======== SOURCE EXCERPT

# Victory VXT target arrow - NEW!



## limbwalker (Sep 26, 2003)

.166" just like the VAP's? I'm confused.


----------



## TER (Jul 5, 2003)

"Parallel taper." Well which is it? Giving them the benefit of the doubt I'm guessing it's a parallel outside diameter, but the walls are thinner at the nock end and thicker at the point end? But it mentions a "thicker front section increases FOC and line cutting" so that doesn't sound like a parallel outside diameter. Lot of contradictory language. Thicker outside front end and thinner outside nock end is not parallel.


----------



## cekkmt (Nov 29, 2013)

My guess is that it is constant wall thickness but the outer diameter tapers off towards the nock end. Parallel is definitely not the right description in that case, since I think most people associate parallel shafts with being cylindrical.

================
======== EXTRACTED MATERIAL

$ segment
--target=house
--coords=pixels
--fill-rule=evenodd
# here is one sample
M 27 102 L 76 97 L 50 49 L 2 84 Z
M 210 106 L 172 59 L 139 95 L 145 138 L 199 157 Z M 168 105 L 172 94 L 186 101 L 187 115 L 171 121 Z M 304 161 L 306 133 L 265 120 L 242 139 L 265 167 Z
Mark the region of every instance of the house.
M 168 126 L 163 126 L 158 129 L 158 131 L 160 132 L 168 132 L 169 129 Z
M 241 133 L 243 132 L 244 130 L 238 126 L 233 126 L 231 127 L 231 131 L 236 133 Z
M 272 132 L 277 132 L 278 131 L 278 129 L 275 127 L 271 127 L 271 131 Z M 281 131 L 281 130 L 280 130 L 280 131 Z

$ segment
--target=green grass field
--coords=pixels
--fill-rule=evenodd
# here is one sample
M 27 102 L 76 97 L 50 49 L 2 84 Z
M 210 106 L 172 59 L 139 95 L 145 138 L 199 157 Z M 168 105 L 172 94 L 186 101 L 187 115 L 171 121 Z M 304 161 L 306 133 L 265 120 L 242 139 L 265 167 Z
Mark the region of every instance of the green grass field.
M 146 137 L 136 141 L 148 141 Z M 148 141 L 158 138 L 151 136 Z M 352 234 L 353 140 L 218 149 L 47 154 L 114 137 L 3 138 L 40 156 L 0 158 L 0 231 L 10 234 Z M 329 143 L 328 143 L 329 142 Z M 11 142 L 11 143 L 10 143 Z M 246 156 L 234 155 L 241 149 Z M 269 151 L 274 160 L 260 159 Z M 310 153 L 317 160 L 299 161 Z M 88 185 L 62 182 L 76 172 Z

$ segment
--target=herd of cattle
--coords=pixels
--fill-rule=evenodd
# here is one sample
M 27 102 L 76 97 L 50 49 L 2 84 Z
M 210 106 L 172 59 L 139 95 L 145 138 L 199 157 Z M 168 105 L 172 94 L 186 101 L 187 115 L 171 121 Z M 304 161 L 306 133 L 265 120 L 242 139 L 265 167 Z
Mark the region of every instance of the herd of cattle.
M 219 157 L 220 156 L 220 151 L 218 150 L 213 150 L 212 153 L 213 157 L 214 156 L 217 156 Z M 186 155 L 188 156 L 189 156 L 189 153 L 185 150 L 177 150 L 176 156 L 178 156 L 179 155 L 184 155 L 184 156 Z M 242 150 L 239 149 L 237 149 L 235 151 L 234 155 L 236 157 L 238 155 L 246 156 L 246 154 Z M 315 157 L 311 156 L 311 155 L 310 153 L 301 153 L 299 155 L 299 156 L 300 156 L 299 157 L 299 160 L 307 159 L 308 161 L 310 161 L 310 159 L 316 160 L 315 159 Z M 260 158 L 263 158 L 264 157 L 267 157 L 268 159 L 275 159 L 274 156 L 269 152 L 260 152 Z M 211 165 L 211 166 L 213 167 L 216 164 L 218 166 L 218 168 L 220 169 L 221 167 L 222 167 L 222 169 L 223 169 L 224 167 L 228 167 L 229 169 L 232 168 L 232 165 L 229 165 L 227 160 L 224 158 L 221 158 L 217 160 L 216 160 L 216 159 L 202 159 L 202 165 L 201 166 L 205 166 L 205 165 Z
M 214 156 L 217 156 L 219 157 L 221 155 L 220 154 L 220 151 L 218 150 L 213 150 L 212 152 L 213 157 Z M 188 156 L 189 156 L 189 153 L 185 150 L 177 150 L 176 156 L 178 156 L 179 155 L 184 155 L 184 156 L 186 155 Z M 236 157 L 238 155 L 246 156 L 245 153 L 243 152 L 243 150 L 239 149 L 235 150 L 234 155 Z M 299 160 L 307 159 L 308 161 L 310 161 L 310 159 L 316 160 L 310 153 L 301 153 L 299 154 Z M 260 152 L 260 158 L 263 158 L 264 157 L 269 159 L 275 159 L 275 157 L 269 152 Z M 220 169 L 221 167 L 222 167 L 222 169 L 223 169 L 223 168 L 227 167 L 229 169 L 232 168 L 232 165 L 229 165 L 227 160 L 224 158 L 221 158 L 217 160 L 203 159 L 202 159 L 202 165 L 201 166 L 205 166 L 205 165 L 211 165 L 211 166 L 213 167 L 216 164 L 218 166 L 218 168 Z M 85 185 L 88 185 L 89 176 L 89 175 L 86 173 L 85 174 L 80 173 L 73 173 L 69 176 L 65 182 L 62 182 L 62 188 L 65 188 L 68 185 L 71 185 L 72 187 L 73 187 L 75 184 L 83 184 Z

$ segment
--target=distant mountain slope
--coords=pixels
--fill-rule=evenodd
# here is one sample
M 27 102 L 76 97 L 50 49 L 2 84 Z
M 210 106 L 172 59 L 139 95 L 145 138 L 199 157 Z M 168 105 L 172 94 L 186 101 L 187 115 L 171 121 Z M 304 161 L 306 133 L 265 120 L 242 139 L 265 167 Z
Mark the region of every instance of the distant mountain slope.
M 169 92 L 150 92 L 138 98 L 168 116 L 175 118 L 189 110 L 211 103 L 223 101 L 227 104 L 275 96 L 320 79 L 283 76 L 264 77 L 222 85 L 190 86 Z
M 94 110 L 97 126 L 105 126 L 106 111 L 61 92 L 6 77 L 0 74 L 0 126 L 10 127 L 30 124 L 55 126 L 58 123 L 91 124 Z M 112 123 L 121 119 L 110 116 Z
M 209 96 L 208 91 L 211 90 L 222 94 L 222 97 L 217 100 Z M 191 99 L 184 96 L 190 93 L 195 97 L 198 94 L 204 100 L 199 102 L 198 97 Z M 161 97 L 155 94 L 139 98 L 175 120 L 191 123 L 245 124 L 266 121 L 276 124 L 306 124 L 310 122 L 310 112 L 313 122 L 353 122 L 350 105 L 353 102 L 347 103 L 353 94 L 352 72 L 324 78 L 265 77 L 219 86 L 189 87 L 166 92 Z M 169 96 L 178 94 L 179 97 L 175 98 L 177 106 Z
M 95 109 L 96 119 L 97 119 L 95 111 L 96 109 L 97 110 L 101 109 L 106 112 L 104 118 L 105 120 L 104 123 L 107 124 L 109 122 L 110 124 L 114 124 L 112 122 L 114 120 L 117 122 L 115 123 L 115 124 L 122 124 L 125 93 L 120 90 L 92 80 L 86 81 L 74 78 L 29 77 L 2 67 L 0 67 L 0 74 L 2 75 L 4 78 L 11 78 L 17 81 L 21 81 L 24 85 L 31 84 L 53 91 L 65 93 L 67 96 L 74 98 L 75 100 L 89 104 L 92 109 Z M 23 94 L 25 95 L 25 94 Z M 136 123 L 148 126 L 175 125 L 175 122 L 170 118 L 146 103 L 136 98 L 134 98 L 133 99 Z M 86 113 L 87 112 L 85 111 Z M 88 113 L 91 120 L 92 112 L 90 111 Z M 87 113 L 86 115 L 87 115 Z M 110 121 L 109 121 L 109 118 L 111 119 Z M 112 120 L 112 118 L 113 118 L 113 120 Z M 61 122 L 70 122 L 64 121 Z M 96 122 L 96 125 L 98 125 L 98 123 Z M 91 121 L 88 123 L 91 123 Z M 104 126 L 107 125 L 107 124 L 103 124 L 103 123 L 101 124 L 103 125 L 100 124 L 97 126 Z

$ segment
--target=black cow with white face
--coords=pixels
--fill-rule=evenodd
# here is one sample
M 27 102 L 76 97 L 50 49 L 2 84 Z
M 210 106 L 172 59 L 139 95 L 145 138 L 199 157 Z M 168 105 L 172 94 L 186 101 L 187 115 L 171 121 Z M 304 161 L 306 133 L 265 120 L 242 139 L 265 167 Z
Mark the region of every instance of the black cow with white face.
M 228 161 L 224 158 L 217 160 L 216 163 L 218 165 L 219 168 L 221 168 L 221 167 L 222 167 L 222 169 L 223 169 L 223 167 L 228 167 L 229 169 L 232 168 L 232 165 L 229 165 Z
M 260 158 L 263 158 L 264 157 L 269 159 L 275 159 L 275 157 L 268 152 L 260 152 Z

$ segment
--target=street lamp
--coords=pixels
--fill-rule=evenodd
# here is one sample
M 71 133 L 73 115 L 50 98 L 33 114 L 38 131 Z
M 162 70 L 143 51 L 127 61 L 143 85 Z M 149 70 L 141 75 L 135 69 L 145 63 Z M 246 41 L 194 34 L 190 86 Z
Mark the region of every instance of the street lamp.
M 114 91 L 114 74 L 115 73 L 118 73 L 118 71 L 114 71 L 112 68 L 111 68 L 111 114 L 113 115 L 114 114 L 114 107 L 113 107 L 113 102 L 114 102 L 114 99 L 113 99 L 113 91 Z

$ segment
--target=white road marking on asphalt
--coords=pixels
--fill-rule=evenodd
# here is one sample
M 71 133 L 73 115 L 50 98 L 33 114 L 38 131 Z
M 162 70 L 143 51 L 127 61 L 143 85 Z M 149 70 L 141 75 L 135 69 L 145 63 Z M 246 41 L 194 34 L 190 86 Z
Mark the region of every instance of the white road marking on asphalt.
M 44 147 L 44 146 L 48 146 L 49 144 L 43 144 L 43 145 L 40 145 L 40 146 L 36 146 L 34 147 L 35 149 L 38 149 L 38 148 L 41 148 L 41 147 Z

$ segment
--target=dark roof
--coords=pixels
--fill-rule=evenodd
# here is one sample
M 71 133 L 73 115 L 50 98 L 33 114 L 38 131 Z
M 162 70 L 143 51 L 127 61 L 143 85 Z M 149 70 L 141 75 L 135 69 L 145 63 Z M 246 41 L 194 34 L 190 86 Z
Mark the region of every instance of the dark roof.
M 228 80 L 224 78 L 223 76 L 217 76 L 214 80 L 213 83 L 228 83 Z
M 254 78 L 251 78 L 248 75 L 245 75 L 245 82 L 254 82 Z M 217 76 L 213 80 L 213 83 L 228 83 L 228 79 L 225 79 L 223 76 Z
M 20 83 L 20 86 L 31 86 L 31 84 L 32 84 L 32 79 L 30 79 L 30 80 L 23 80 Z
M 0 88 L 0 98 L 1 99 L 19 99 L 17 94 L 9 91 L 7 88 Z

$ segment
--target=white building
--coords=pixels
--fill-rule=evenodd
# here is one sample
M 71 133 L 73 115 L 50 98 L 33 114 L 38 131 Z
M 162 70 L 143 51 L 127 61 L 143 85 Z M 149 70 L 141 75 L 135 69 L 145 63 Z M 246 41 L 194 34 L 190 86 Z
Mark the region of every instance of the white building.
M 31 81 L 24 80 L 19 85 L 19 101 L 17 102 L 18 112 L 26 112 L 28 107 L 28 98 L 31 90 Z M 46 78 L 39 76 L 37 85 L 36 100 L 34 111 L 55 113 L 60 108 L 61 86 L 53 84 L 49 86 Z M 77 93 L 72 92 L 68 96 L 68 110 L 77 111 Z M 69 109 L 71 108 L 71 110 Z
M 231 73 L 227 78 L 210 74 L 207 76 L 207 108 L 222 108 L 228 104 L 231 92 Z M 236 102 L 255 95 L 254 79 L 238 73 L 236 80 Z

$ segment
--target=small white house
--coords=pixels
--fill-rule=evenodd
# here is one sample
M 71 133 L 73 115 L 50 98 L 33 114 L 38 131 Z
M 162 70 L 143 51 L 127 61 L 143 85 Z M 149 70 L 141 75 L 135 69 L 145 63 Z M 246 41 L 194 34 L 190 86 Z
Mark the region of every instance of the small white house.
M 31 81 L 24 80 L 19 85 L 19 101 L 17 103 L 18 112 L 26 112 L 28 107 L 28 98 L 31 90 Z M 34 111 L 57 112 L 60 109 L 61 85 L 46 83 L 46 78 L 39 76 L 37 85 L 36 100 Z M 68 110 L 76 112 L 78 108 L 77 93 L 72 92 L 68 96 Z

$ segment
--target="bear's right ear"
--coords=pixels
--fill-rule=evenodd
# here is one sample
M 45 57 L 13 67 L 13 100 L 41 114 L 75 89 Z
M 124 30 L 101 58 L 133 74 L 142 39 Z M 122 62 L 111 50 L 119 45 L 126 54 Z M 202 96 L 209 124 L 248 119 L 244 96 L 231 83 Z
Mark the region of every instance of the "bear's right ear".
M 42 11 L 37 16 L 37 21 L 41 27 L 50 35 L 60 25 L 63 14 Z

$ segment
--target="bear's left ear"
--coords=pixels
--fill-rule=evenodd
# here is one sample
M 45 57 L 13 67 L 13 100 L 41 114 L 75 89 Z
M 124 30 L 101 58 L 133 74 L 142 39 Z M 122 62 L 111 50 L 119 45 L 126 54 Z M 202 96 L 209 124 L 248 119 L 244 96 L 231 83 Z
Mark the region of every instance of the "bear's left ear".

================

§ DIRECTIONS:
1) In the arrow thread, restate the passage between "## TER (Jul" and "with being cylindrical.", inclusive, with "nock end" swapped for "tail end" throughout.
2) Output the records from their first line through the line holding "M 146 137 L", inclusive, as a Markdown table with the columns Row and Content. Leave out blank lines.

§ SOLVED TASKS:
1)
## TER (Jul 5, 2003)

"Parallel taper." Well which is it? Giving them the benefit of the doubt I'm guessing it's a parallel outside diameter, but the walls are thinner at the tail end and thicker at the point end? But it mentions a "thicker front section increases FOC and line cutting" so that doesn't sound like a parallel outside diameter. Lot of contradictory language. Thicker outside front end and thinner outside tail end is not parallel.


----------



## cekkmt (Nov 29, 2013)

My guess is that it is constant wall thickness but the outer diameter tapers off towards the tail end. Parallel is definitely not the right description in that case, since I think most people associate parallel shafts with being cylindrical.

2)
| Row | Content |
|---|---|
| 1 | $ segment |
| 2 | --target=house |
| 3 | --coords=pixels |
| 4 | --fill-rule=evenodd |
| 5 | # here is one sample |
| 6 | M 27 102 L 76 97 L 50 49 L 2 84 Z |
| 7 | M 210 106 L 172 59 L 139 95 L 145 138 L 199 157 Z M 168 105 L 172 94 L 186 101 L 187 115 L 171 121 Z M 304 161 L 306 133 L 265 120 L 242 139 L 265 167 Z |
| 8 | Mark the region of every instance of the house. |
| 9 | M 168 126 L 163 126 L 158 129 L 158 131 L 160 132 L 168 132 L 169 129 Z |
| 10 | M 241 133 L 243 132 L 244 130 L 238 126 L 233 126 L 231 127 L 231 131 L 236 133 Z |
| 11 | M 272 132 L 277 132 L 278 131 L 278 129 L 275 127 L 271 127 L 271 131 Z M 281 131 L 281 130 L 280 130 L 280 131 Z |
| 12 | $ segment |
| 13 | --target=green grass field |
| 14 | --coords=pixels |
| 15 | --fill-rule=evenodd |
| 16 | # here is one sample |
| 17 | M 27 102 L 76 97 L 50 49 L 2 84 Z |
| 18 | M 210 106 L 172 59 L 139 95 L 145 138 L 199 157 Z M 168 105 L 172 94 L 186 101 L 187 115 L 171 121 Z M 304 161 L 306 133 L 265 120 L 242 139 L 265 167 Z |
| 19 | Mark the region of every instance of the green grass field. |
| 20 | M 146 137 L 136 141 L 148 141 Z M 148 141 L 158 138 L 151 136 Z M 352 234 L 353 140 L 218 149 L 47 154 L 114 137 L 3 138 L 40 156 L 0 158 L 0 231 L 10 234 Z M 329 143 L 328 143 L 329 142 Z M 11 142 L 11 143 L 10 143 Z M 246 156 L 234 155 L 241 149 Z M 269 151 L 274 160 L 260 159 Z M 310 153 L 317 160 L 299 161 Z M 88 185 L 62 182 L 76 172 Z |